→ **Written tasks**:
[a] List every named venue or institution that the Scott Avett profile below mentions.
[b] Answer these questions from the Scott Avett profile below:
(i) About how far outside downtown Concord is Avett's studio?
(ii) In what month did the interview take place?
(iii) In what year did Avett graduate from East Carolina University, and with what degree?
[c] Extend the Scott Avett profile below, starting right after its final sentence.

→ **Extract to read**:
Best-known as a frontman for the Avett Brothers, the musician and painter finds inspiration in the North Carolina town where he was raised.
by Wiley Cash | photography by Mallory Cash
When my wife, Mallory, and I arrived to interview Scott Avett one day in early August, he was standing in the driveway of the small house he’d converted into an art studio about 15 minutes outside of downtown Concord.
Most North Carolinians, as well as music lovers around the world, know Avett as half of the Avett Brothers (with his younger sibling Seth), who have sold millions of records and whose career has carried the band from small stages in college towns to the Grand Ole Opry in Nashville and New York City’s Madison Square Garden.
But Avett knows himself as a man whose purpose is to create, and painting is as much a part of his creative life as songwriting. While his visual art has rarely been exhibited publicly aside from a 2019 show at the North Carolina Museum of Art, Avett has been a working artist since graduating from East Carolina University in 2000 with a Bachelor of Fine Arts in studio art.

→ **Given information**:
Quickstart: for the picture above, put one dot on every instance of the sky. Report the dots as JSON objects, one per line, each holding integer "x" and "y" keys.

→ **Replies**:
[a]
Grand Ole Opry
Madison Square Garden
North Carolina Museum of Art
East Carolina University

[b]
(i) About 15 minutes.
(ii) Early August.
(iii) 2000, with a Bachelor of Fine Arts in studio art.

[c]
His paintings and drawings most often speak to family life and the natural world in rural North Carolina, but his work is in conversation with the many cultural and artistic influences he encounters on the road and in his reading life.
In our time together, Avett rattled off quotes from French Impressionist Edgar Degas and the Trappist monk and mystic poet Thomas Merton the way some of us might casually discuss Monday Night Football or the day’s headlines.
It’s clear to me that while his work portrays his daily life on the land in Concord, there is a deeper spiritual mystery residing in the work that speaks to the same unseen hand that guides emotions and ideas like love, duty and purpose.
This mystery, what Avett refers to as “the revelation of meaning beyond the physical act of making,” informs his exhibition After the Fact, running through October at the Greenville Museum of Art. This exhibit will run concurrently with Purpose at Random, Avett’s show at the SOCO Gallery in Charlotte, which began in September and will run through Nov 2.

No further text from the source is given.